**Written task**
Copy the material below verbatim, keeping every line in its original order and form.
____ Extracted records
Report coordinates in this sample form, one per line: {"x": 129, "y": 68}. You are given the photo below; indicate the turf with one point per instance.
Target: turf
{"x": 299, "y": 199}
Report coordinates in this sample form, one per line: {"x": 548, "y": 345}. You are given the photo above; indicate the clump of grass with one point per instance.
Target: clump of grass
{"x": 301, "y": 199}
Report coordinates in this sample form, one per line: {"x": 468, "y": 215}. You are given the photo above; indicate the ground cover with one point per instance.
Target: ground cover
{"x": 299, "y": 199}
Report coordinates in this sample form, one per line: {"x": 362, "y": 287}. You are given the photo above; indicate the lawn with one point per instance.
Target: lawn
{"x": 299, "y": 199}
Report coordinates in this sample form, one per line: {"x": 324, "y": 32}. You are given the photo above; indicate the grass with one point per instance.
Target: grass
________
**Task solution**
Report coordinates in this sample form, one per line: {"x": 129, "y": 68}. You are given the photo below; indicate the turf with one point per instance.
Target: turf
{"x": 299, "y": 199}
Report coordinates in this sample form, one per line: {"x": 548, "y": 345}. You are given the photo above; indicate the clump of grass with one point per instance.
Target: clump of grass
{"x": 301, "y": 199}
Report coordinates in this sample form, one per line: {"x": 468, "y": 215}. You are given the photo above; indicate the ground cover with one point per instance.
Target: ground cover
{"x": 299, "y": 199}
Report coordinates in this sample form, one per line: {"x": 362, "y": 287}. You are given the photo above; indicate the lawn with one point per instance.
Target: lawn
{"x": 299, "y": 199}
Report coordinates in this sample form, one per line: {"x": 324, "y": 32}. You are given the photo above; indicate the grass with one point per instance.
Target: grass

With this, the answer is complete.